[DATA IN THIS EXERCISE]

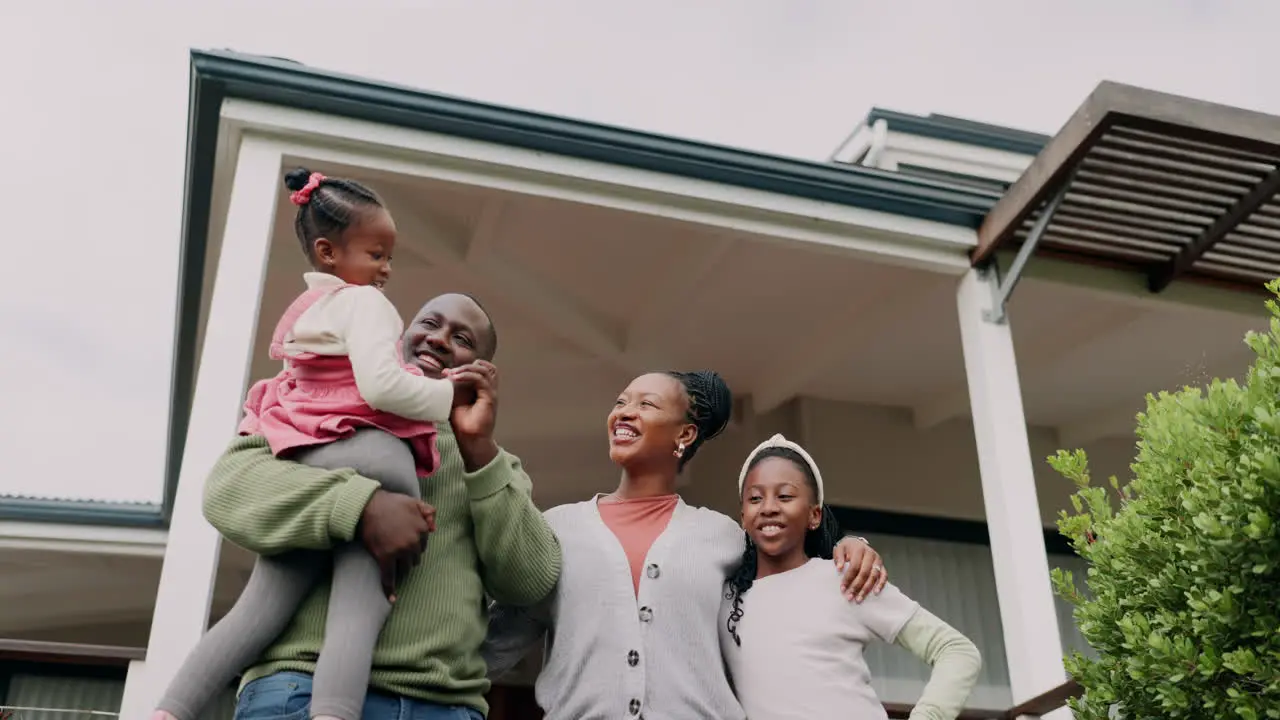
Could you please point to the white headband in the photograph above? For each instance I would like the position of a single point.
(778, 441)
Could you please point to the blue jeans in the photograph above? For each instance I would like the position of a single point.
(287, 696)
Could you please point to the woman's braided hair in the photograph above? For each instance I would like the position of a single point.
(817, 543)
(333, 206)
(711, 405)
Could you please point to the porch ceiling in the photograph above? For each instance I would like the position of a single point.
(585, 297)
(1170, 186)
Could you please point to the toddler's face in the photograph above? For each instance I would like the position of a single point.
(365, 254)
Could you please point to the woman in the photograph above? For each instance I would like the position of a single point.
(632, 623)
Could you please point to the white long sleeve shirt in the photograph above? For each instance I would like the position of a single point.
(361, 324)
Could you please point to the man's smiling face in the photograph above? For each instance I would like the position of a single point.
(448, 332)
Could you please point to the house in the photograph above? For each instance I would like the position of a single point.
(853, 304)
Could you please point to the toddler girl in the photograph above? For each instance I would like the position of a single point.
(791, 642)
(339, 342)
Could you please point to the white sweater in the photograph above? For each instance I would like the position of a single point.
(613, 654)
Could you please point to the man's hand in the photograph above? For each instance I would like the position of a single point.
(863, 572)
(475, 413)
(394, 528)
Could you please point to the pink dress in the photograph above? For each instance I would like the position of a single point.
(314, 400)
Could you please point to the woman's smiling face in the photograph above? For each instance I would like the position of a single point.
(649, 420)
(778, 506)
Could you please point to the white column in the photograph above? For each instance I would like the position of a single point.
(1027, 614)
(191, 556)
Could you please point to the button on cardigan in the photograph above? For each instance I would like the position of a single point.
(616, 652)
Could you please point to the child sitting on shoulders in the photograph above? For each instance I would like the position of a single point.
(344, 399)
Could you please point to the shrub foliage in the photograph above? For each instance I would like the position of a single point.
(1183, 591)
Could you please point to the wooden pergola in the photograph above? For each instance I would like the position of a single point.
(1169, 186)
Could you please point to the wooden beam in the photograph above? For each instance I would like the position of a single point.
(1115, 104)
(1225, 223)
(1043, 176)
(1045, 702)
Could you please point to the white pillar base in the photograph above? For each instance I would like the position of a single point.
(1027, 614)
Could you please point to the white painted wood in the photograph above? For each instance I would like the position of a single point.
(487, 232)
(543, 302)
(1114, 422)
(1041, 354)
(91, 540)
(836, 338)
(191, 557)
(1027, 613)
(839, 228)
(661, 317)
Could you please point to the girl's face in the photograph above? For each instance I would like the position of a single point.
(364, 256)
(778, 507)
(649, 422)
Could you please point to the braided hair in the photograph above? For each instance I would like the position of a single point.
(711, 405)
(819, 542)
(333, 206)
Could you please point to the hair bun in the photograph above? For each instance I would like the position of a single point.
(720, 401)
(297, 178)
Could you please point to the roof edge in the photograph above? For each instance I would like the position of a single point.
(82, 513)
(959, 130)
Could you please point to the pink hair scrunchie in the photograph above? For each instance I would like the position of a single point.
(304, 196)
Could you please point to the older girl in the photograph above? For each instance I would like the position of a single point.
(794, 647)
(631, 627)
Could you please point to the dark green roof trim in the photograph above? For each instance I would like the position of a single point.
(216, 76)
(82, 513)
(958, 130)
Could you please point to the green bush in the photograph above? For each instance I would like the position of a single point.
(1183, 591)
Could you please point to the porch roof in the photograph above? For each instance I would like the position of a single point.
(223, 74)
(1169, 186)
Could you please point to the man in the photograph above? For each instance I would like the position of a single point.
(487, 537)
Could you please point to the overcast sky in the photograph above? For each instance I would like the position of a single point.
(94, 119)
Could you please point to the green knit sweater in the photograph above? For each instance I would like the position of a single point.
(490, 540)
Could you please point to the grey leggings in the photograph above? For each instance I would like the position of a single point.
(278, 586)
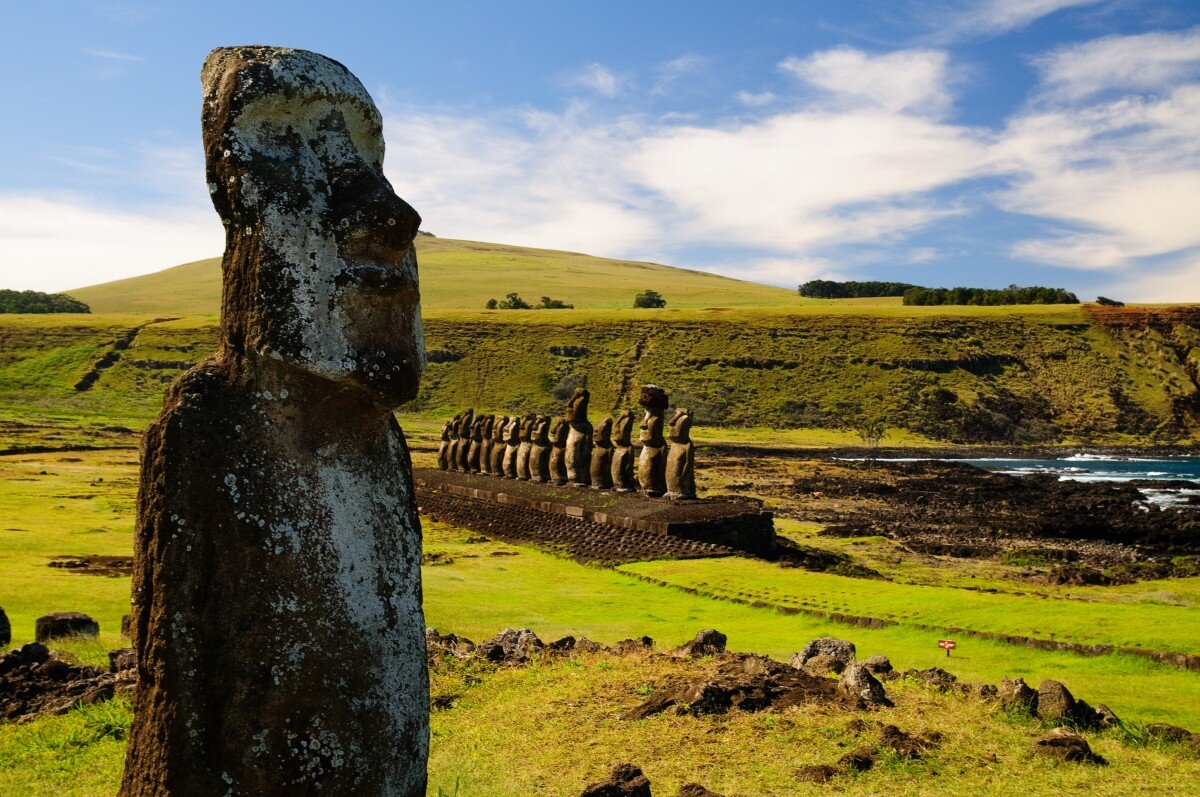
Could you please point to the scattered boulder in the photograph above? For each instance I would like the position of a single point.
(707, 642)
(858, 682)
(1065, 744)
(879, 665)
(624, 780)
(59, 624)
(841, 649)
(511, 646)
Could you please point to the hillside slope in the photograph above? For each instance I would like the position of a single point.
(463, 275)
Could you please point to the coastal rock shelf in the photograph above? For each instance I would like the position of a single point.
(654, 527)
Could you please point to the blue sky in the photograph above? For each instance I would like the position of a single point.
(1053, 142)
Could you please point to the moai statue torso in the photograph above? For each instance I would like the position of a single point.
(444, 445)
(276, 515)
(465, 432)
(652, 460)
(601, 456)
(579, 439)
(497, 454)
(485, 444)
(539, 455)
(526, 447)
(681, 456)
(511, 443)
(558, 433)
(623, 479)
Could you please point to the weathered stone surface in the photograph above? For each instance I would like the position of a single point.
(1066, 745)
(558, 436)
(623, 479)
(625, 780)
(706, 642)
(858, 682)
(681, 468)
(579, 439)
(59, 624)
(652, 460)
(526, 447)
(539, 456)
(499, 427)
(276, 515)
(601, 456)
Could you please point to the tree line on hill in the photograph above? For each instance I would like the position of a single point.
(915, 294)
(35, 301)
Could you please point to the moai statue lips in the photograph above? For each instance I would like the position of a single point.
(681, 469)
(276, 593)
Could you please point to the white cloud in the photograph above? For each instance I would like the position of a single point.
(54, 244)
(597, 77)
(1144, 63)
(913, 79)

[/DATA IN THIS EXERCISE]

DIRECTIONS
Please output all of the entries exactly as they appear, with no pictures.

TASK OUTPUT
Could you please point to the white headband in the photograph above? For each instance I would like the position of a single point.
(778, 441)
Could you please point to the blue jeans in the photograph above? For each instance I would like the position of a single point.
(287, 696)
Could you please point to the woman's braided hair in the photograph above? For each instance I would like the position of a single point.
(817, 543)
(333, 206)
(711, 405)
Could you please point to the porch ceiling in the photograph above? For each instance I would like the position of a single point.
(585, 297)
(1170, 186)
Could you please point to the toddler's face in the photograph above? For each instance I would like the position of a single point.
(365, 254)
Could you please point to the woman in the photograph above? For each instance I would like the position of a single point.
(632, 623)
Could you please point to the white long sleeve shirt in the photograph above? For each instance I would like the position of a single point.
(361, 324)
Could you please point to the man's smiling face in the photograph above? For each instance I would like the position of a single point.
(448, 332)
Could you please point to the house in the photograph above? For each instance I would like the position of a single point.
(853, 304)
Could you please point to the toddler girl in the photograph above? For each instance I would like the position of a single point.
(791, 642)
(339, 342)
Could you please point to the white sweater in the photograph above? For each instance I would like the position of a single point.
(613, 654)
Could you please point to the man's hand in the photograph above? For each instance I would like the position of a single point.
(863, 572)
(475, 413)
(394, 528)
Could you please point to the pink dress in the photograph above? For each instance I would like the position of a single point.
(314, 400)
Could you please point to the woman's smiling face in the photograph above? For each instance I would like the position of a single point.
(649, 420)
(778, 506)
Could you please point to the white column in the photograph above? For each instance I would like the position of a single point.
(1027, 614)
(191, 556)
Could you please point to the button on cardigan in the photograph above? For each instance I would like the position of a single point.
(616, 652)
Could you please point to the child sitting on shoulders in the photograph above? For each instance I would like the position of a single point.
(344, 399)
Could you please point to the shrub foliage in the photograph above? For each instance I would like the position of a single point.
(1183, 591)
Could you please point to the wooden pergola in the photograph above? For each instance I would like the position of a single point.
(1169, 186)
Could you please point to the wooden beam in the photograph above? For each instance I would like the position of a single point.
(1115, 104)
(1225, 223)
(1043, 176)
(1045, 702)
Could you please point to the white pillar base in the photograph above? For each instance I would like the position of a single point.
(1027, 614)
Could you please point to the white painted wood in the photograph above? For each instance I would like the position of a single point.
(487, 232)
(543, 302)
(1114, 422)
(1041, 354)
(91, 540)
(836, 338)
(191, 557)
(1027, 613)
(839, 228)
(661, 317)
Could you please point to the girl's face in the photograph above? For each instance I would like the position of a single point.
(364, 256)
(778, 507)
(649, 422)
Could you please point to the braided hair in the photograph above? For each instance I would like the position of a single point.
(711, 405)
(819, 542)
(333, 206)
Could you please point to the hair bun in the photograph above? For each instance I would like the position of a single point.
(720, 401)
(297, 178)
Could you please point to the roof edge in the photograph above? For each instance I would like the position of a single point.
(82, 513)
(959, 130)
Could you please point to the pink hair scrunchie in the photograph above? For each instance I would like the position of a single point.
(304, 196)
Could you please point to the older girl in the photograph above? For each instance I would like the position of a single point.
(794, 647)
(631, 627)
Could you please point to the dark green roof trim in the photograph above? For each instance I would like the position of a single point.
(216, 76)
(82, 513)
(958, 130)
Could you please point to the green bush in the photograph above? For each instance I would like the position of a single point.
(1183, 591)
Could you please point to the porch roof in the photograph above? For each instance I would like the position of a single point.
(223, 74)
(1169, 186)
Could you please point to the man in the photograph above? For each instance I would like the position of a single point.
(487, 537)
Could you please point to the overcast sky in the photograph above? For each instance I would like the position of a single point.
(94, 119)
Could you please point to the green knit sweater in the photograph above? For each instance I would like the position of a single point.
(490, 540)
Could you please point to the grey leggings in the photograph above? For each instance I would like the position of a single point.
(278, 586)
Could you please point to the scattered boulder in the photograph above? For each instance I would like the position of a single point.
(707, 642)
(858, 682)
(1065, 744)
(879, 665)
(624, 780)
(59, 624)
(841, 649)
(511, 646)
Could you please point to the hillside slope in the photograph above? For each instance I would like the position of a single point.
(463, 275)
Could you please point to the coastal rock shelf in the photograph above? For each instance I would like the position of a single point.
(654, 527)
Could you please point to the blue sky in the photograph above? For each instance I would like the position of a single point.
(1053, 142)
Could you please point to the moai statue torso in the photograph above? For each instance I would like the position of a single point.
(444, 445)
(276, 515)
(465, 432)
(652, 460)
(601, 456)
(579, 439)
(497, 454)
(485, 444)
(539, 455)
(526, 447)
(681, 456)
(511, 443)
(558, 433)
(623, 479)
Could you please point to the weathered stone surface in the photograph above? For each instance I would like the position of a single point.
(1066, 745)
(558, 436)
(623, 479)
(625, 780)
(706, 642)
(858, 682)
(681, 468)
(579, 439)
(59, 624)
(652, 460)
(526, 447)
(539, 456)
(499, 427)
(276, 515)
(601, 456)
Could you please point to the tree line on hill in the photograph above? For each instance I would like the position of a single point.
(915, 294)
(35, 301)
Could you please point to the moai statue lips in the photograph above? For each instance I would like the position of a single point.
(681, 469)
(276, 593)
Could you please point to the white cloud in the photograph above? For each instance I would like the position of a single point.
(54, 244)
(597, 77)
(1144, 63)
(913, 79)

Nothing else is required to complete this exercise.